• OBJETIVO: Identifique cada linha dos registros abaixo que contém a palavra "pole" e copie essas linhas.

(Registros de uma coleção)
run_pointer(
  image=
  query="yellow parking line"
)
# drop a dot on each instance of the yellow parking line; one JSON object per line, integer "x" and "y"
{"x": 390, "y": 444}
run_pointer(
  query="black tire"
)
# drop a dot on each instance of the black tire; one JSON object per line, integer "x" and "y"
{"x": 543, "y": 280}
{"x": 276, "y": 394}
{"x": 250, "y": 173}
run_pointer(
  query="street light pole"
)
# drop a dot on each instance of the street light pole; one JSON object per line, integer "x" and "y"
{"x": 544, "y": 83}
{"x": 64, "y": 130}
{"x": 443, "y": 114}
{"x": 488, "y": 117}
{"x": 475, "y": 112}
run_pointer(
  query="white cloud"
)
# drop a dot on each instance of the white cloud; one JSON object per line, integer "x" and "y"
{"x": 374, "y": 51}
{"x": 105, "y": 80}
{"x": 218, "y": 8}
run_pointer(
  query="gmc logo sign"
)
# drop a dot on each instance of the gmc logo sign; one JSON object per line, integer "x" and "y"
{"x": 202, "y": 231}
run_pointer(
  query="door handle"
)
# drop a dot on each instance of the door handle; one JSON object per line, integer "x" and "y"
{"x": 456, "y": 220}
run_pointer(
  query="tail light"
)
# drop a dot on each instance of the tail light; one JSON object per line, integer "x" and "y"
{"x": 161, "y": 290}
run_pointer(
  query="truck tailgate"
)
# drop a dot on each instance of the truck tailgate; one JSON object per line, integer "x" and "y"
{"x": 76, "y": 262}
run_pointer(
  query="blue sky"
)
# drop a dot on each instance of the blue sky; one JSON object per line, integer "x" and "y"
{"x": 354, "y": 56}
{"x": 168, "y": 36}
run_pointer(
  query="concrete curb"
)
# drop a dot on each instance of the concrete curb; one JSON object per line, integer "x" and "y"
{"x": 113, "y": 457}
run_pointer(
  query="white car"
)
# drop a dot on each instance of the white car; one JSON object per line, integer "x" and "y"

• RESULTADO:
  query="street light pole"
# drop a dot on each instance of the street light pole; one JSON object per line, integer "x" and "y"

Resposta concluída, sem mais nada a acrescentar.